Kısa çalışma ile insanların mağdur edildiğini ve sadece patronların cebinin doldurulduğunu belirten Yaman; ‘’ Bunu bir lütuf gibi halka lanse ediyorlar. İşten çıkarmaların önüne geçtik 3 milyondan fazla kişinin işine devam edebilmesini sağladık diyorlar. Kısa çalışma sisteminde işçi maaşının %60’ı kadarını alabiliyor. Çoğu işçi ise izne çıkarılmış durumda ve sadece günlük 39 TL ile yaşamaya mahkum edilmiş vaziyette. Peki bu paralar nereden ödeniyor? İşsizlik fonundan. Bu maaşların %60’ı nereden ödeniyor? Yine işsizlik fonundan. Bu işçiye mi lütuftur yoksa iş verenlere mi?’’ dedi.

• [Veri Listesi]:
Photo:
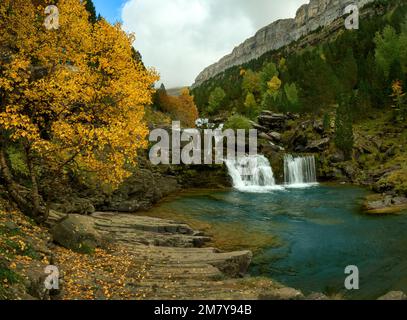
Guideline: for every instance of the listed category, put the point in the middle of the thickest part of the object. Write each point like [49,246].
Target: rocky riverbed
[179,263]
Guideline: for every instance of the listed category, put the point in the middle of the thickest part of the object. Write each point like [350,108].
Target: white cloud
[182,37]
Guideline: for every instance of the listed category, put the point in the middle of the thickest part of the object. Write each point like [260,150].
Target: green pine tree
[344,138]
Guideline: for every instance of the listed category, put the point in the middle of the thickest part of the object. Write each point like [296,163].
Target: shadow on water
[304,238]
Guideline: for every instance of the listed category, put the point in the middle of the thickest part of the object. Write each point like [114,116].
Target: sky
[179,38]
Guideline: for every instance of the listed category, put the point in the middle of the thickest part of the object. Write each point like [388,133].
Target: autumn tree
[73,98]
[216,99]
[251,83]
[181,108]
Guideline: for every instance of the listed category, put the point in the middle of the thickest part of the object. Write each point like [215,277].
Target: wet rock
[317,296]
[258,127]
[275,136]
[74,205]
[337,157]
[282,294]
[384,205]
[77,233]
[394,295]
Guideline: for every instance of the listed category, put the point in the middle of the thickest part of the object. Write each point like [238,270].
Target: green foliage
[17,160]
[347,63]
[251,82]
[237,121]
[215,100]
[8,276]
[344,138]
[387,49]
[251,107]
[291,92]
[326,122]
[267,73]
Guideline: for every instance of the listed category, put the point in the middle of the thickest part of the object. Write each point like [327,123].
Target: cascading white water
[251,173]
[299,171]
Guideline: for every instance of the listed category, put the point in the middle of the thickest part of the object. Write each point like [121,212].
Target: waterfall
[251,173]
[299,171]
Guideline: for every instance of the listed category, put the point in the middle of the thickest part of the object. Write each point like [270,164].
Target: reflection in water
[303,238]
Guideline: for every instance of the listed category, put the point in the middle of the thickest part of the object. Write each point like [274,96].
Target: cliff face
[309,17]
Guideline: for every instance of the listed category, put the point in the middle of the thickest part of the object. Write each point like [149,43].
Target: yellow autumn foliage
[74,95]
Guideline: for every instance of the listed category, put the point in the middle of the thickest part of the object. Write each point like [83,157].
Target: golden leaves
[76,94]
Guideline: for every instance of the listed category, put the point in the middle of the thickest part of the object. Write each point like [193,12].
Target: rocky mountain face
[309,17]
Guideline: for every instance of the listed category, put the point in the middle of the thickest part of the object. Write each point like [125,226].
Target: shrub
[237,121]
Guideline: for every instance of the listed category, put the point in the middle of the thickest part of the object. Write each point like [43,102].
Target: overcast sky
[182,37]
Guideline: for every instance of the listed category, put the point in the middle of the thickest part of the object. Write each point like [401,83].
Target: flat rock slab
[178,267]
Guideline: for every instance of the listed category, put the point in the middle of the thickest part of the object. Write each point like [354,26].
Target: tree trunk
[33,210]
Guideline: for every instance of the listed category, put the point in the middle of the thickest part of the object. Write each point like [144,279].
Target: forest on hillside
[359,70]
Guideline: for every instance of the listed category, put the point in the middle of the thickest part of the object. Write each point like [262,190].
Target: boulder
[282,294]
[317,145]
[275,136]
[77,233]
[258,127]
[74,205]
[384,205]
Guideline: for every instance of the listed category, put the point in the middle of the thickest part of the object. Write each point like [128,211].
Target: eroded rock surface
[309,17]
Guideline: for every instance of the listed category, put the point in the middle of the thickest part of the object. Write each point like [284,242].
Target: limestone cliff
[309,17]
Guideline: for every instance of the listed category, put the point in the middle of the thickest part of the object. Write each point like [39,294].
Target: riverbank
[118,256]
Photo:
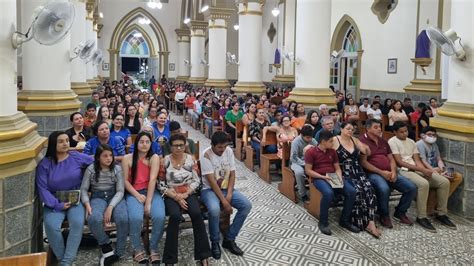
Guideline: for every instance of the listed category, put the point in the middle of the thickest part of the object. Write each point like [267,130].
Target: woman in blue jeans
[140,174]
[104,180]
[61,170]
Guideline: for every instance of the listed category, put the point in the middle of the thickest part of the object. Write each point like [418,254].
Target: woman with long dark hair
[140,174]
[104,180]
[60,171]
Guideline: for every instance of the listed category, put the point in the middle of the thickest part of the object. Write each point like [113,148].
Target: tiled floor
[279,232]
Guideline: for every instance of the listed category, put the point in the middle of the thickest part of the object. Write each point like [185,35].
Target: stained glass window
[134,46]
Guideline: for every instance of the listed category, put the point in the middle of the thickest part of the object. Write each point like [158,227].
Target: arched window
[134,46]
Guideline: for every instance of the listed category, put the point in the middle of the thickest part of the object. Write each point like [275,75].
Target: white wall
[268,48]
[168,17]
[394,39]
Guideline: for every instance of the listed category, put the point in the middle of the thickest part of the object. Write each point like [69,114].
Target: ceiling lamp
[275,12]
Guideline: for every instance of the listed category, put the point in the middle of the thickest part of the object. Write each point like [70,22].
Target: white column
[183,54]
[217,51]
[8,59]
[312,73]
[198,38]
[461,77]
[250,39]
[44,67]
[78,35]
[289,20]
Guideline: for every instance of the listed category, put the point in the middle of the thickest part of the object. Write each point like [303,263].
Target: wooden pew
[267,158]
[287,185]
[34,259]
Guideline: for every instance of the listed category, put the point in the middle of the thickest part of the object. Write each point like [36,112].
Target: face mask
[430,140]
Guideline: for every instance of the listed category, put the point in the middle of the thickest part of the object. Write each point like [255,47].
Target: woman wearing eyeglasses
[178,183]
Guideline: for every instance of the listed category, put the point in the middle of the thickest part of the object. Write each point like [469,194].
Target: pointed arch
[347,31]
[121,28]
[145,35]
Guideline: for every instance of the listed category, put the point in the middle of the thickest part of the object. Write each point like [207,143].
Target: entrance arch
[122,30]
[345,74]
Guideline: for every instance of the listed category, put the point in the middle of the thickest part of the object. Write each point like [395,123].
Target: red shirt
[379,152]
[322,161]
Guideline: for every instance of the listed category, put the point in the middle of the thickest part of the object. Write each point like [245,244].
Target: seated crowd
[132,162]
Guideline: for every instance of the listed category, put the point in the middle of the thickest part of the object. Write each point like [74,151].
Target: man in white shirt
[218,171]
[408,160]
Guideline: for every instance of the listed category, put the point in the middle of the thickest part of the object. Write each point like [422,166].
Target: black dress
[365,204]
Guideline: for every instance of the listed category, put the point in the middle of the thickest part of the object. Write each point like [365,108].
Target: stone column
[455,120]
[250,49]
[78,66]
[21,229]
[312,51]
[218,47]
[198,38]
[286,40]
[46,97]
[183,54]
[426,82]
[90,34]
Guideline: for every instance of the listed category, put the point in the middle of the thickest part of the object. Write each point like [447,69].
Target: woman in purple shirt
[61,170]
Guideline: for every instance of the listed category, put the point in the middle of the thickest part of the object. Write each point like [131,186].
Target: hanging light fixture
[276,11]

• [Görevler]:
- A) Seçilmiş bölüme göre kısa çalışma sisteminde işçi maaşının ne kadarını alabiliyor?
- B) Seçilmiş bölümdeki “Çoğu işçi ise izne çıkarılmış durumda ve sadece günlük 39 TL ile yaşamaya mahkum edilmiş vaziyette.” cümlesini İngilizceye çevirin.

• [Beklenen Çıktılar]:
- A) İşçi, maaşının %60'ı kadarını alabiliyor.

- B) Most workers, however, have been put on leave and are condemned to live on only 39 TL a day.